- **Task goal**:
Reproduce every line of the material below word for word, keeping each character and line break unchanged.

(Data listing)
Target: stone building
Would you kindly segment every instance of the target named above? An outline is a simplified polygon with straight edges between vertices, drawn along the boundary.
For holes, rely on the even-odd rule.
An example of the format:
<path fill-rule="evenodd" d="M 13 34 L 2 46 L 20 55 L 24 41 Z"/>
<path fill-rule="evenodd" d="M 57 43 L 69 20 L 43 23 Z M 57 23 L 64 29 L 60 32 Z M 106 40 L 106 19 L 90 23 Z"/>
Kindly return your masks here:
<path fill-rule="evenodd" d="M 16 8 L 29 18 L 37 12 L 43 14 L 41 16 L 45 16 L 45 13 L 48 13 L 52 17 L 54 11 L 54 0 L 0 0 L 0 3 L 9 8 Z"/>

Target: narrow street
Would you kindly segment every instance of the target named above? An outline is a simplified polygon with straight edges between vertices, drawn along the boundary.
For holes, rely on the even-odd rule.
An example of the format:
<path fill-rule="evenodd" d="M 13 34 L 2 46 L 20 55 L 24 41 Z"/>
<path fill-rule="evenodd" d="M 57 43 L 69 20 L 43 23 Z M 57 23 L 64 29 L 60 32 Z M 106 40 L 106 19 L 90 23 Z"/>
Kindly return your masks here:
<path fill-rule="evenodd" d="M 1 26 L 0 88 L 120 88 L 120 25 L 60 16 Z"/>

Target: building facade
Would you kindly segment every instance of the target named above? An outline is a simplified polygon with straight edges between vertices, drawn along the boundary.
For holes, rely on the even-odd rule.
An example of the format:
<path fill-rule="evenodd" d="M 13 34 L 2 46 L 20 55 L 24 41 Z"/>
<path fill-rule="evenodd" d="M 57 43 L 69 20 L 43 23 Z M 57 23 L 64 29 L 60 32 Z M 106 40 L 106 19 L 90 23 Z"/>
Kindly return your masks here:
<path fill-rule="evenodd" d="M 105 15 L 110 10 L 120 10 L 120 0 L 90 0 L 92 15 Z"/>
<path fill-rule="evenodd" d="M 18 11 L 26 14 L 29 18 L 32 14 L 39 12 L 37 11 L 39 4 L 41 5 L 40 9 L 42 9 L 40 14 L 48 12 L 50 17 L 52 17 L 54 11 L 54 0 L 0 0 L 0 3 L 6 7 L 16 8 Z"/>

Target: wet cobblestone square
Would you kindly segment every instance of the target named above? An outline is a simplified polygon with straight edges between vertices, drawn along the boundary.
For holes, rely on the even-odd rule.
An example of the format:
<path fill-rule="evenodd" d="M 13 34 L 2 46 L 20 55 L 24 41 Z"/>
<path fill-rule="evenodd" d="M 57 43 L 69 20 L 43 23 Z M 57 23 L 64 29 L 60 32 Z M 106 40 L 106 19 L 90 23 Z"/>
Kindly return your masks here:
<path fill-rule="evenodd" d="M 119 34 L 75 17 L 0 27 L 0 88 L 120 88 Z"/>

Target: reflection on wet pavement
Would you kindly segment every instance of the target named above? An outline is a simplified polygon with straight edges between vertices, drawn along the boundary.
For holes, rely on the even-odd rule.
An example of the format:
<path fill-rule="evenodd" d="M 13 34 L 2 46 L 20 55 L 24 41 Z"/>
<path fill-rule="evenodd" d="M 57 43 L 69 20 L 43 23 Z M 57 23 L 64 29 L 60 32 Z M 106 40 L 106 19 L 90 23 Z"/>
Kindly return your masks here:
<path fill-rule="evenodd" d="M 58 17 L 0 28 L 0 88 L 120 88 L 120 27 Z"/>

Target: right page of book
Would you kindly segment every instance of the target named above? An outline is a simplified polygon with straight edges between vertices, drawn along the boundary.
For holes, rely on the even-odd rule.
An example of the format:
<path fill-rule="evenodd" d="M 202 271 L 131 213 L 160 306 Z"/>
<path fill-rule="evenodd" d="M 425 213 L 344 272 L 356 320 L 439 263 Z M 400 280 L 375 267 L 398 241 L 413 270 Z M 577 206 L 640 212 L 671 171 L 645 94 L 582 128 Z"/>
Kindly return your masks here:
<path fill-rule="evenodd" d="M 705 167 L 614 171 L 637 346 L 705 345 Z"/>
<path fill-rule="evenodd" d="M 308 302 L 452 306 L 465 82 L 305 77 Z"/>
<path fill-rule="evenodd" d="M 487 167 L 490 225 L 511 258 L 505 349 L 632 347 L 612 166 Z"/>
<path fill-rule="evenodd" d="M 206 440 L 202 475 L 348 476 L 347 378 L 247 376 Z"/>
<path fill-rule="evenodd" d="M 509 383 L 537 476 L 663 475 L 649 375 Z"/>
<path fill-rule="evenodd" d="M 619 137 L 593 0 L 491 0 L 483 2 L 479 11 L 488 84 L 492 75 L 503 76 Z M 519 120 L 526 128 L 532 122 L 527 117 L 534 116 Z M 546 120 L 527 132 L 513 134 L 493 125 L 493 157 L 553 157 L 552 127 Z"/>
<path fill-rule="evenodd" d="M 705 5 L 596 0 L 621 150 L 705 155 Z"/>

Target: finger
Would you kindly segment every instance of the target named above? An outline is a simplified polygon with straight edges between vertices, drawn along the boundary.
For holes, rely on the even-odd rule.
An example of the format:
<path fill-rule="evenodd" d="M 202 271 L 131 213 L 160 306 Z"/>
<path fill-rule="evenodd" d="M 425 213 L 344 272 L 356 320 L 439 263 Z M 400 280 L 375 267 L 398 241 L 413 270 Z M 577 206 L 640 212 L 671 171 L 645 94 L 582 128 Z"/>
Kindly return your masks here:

- **Answer to this problem**:
Target: stone building
Would you kindly segment every instance of the target named above? An outline is a simplified polygon with straight edges between vertices, drawn along the boundary.
For holes, rely on the even-odd rule.
An example of the format:
<path fill-rule="evenodd" d="M 13 34 L 2 46 L 20 55 L 24 41 Z"/>
<path fill-rule="evenodd" d="M 57 43 L 69 20 L 43 23 Z M 57 23 L 64 29 L 60 32 Z M 106 40 L 106 19 L 90 23 Z"/>
Kindly return your masks here:
<path fill-rule="evenodd" d="M 16 8 L 29 18 L 37 12 L 43 14 L 41 16 L 45 16 L 45 13 L 48 13 L 52 17 L 54 11 L 54 0 L 0 0 L 0 3 L 9 8 Z"/>

Target: narrow street
Would you kindly segment every instance of the target named above? An outline is a simplified polygon with straight edges between vertices, drawn along the boundary.
For holes, rely on the even-odd rule.
An example of the format:
<path fill-rule="evenodd" d="M 13 34 L 2 46 L 20 55 L 24 41 Z"/>
<path fill-rule="evenodd" d="M 57 43 L 69 20 L 43 23 Z M 57 23 L 64 29 L 60 32 Z M 106 40 L 106 19 L 90 23 Z"/>
Kindly return your masks here:
<path fill-rule="evenodd" d="M 1 26 L 0 88 L 120 88 L 120 25 L 60 16 Z"/>

Target: building facade
Would you kindly segment every instance of the target named above? An outline is a simplified polygon with straight edges between vertices, drawn along the boundary.
For holes, rely on the even-odd rule.
An example of the format:
<path fill-rule="evenodd" d="M 13 34 L 2 46 L 20 55 L 24 41 Z"/>
<path fill-rule="evenodd" d="M 57 43 L 69 20 L 43 23 Z M 57 23 L 64 29 L 60 32 Z M 106 40 L 106 19 L 90 23 Z"/>
Kindly return your masks here:
<path fill-rule="evenodd" d="M 105 15 L 110 10 L 120 10 L 120 0 L 90 0 L 92 15 Z"/>
<path fill-rule="evenodd" d="M 18 11 L 26 14 L 29 18 L 32 14 L 39 12 L 37 11 L 39 4 L 41 5 L 40 9 L 42 9 L 40 14 L 48 12 L 50 17 L 52 17 L 54 11 L 54 0 L 0 0 L 0 3 L 6 7 L 16 8 Z"/>

Target: wet cobblestone square
Would you kindly segment every instance of the target named above? An outline is a simplified polygon with straight edges between vertices, drawn along the boundary.
For holes, rely on the even-odd rule.
An example of the format:
<path fill-rule="evenodd" d="M 13 34 L 2 46 L 20 55 L 24 41 Z"/>
<path fill-rule="evenodd" d="M 57 43 L 69 20 L 43 23 Z M 57 23 L 64 29 L 60 32 Z M 106 40 L 106 19 L 90 23 Z"/>
Kindly return your masks here:
<path fill-rule="evenodd" d="M 119 34 L 75 17 L 0 27 L 0 88 L 120 88 Z"/>

Target: reflection on wet pavement
Would you kindly segment every instance of the target named above? An outline is a simplified polygon with straight edges between vertices, drawn along the boundary.
For holes, rely on the even-odd rule.
An example of the format:
<path fill-rule="evenodd" d="M 13 34 L 2 46 L 20 55 L 24 41 Z"/>
<path fill-rule="evenodd" d="M 57 43 L 69 20 L 43 23 Z M 57 23 L 64 29 L 60 32 Z M 106 40 L 106 19 L 90 23 Z"/>
Kindly return your masks here:
<path fill-rule="evenodd" d="M 58 17 L 0 28 L 0 88 L 120 88 L 120 27 Z"/>

Target: right page of book
Would you kindly segment every instance of the target named above? An outline is a simplified polygon with straight edges between vertices, drawn along the boundary.
For holes, rely on the even-odd rule.
An example of the format:
<path fill-rule="evenodd" d="M 202 271 L 131 213 L 160 306 Z"/>
<path fill-rule="evenodd" d="M 425 213 L 344 272 L 356 320 L 439 263 Z M 400 280 L 375 267 L 398 241 L 413 270 Z M 577 206 L 640 212 L 671 171 L 645 94 L 582 128 Z"/>
Kindly return your masks here:
<path fill-rule="evenodd" d="M 705 167 L 614 171 L 637 346 L 705 345 Z"/>
<path fill-rule="evenodd" d="M 308 302 L 452 306 L 465 82 L 305 77 Z"/>
<path fill-rule="evenodd" d="M 487 167 L 490 225 L 511 258 L 505 349 L 632 347 L 612 166 Z"/>
<path fill-rule="evenodd" d="M 206 440 L 202 475 L 348 476 L 347 378 L 247 376 Z"/>
<path fill-rule="evenodd" d="M 509 383 L 537 476 L 663 475 L 649 375 Z"/>
<path fill-rule="evenodd" d="M 619 137 L 593 0 L 491 0 L 483 2 L 479 11 L 488 84 L 492 75 L 503 76 Z M 519 120 L 526 128 L 532 122 L 527 117 L 534 116 Z M 546 120 L 527 132 L 513 134 L 493 125 L 493 157 L 553 157 L 552 127 Z"/>
<path fill-rule="evenodd" d="M 705 5 L 596 0 L 621 150 L 705 155 Z"/>

Target: finger
Would you kindly segment every instance of the target named above? An outline is a simplified polygon with straight edges between vertices, drawn along the boundary.
For holes, rely on the even-odd rule.
An example of the format:
<path fill-rule="evenodd" d="M 202 271 L 131 213 L 160 306 Z"/>
<path fill-rule="evenodd" d="M 425 213 L 344 272 L 356 320 L 439 263 Z M 400 280 L 375 267 L 398 241 L 413 270 Z M 577 206 L 640 212 L 671 171 L 645 94 L 582 128 Z"/>
Kindly return your masks here:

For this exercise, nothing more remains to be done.